● EXTRACTED RECORDS:
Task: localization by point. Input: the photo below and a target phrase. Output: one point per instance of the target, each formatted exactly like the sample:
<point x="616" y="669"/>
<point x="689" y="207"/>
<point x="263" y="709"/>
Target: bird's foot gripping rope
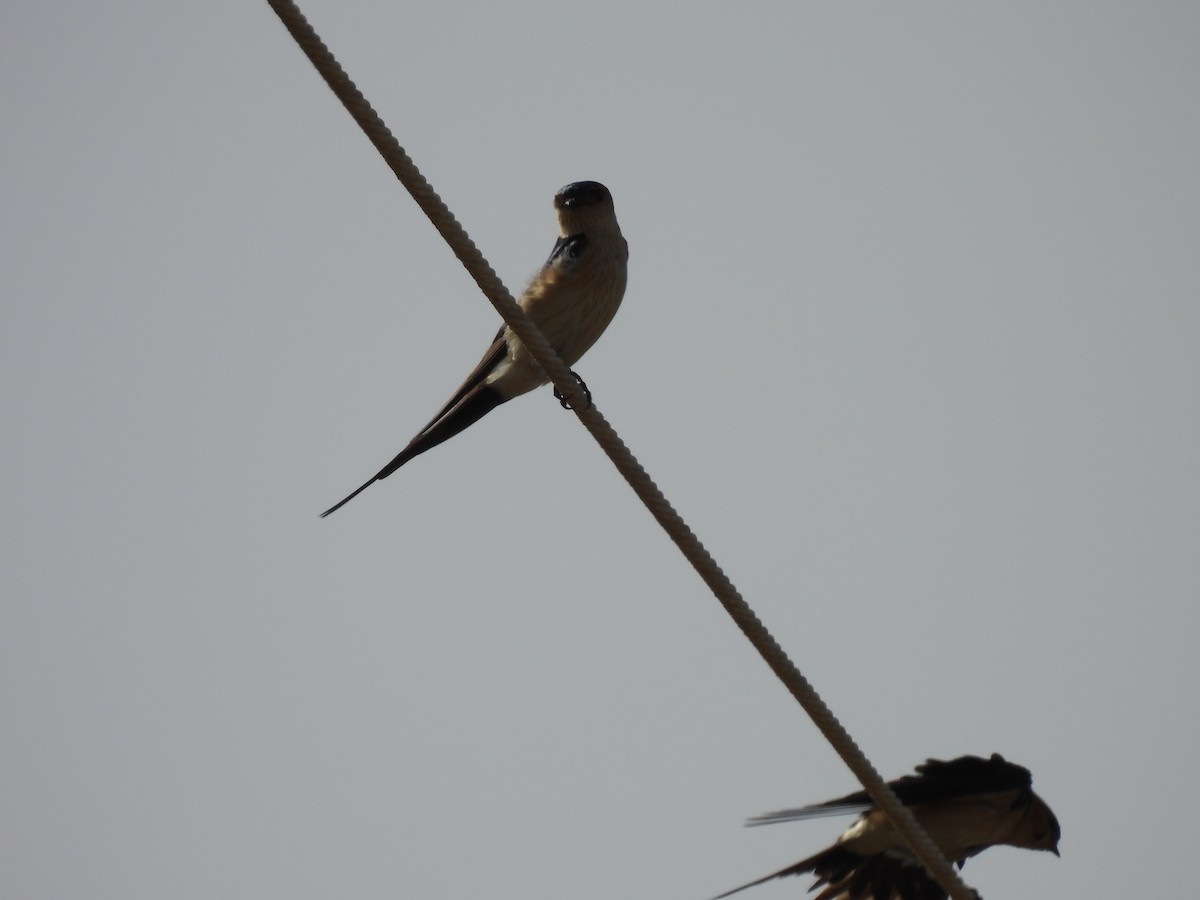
<point x="565" y="401"/>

● TASK INSTRUCTIONS: Please reprint the whole listing exactly and omit its pictures.

● SOLUTION FOR THIS TASK:
Task: localization by point. Input: the photo below and a target phrase. Output: one point per instance of the target, each formatted exactly like the sample:
<point x="616" y="669"/>
<point x="689" y="207"/>
<point x="263" y="709"/>
Target: bird's foot gripping rope
<point x="565" y="401"/>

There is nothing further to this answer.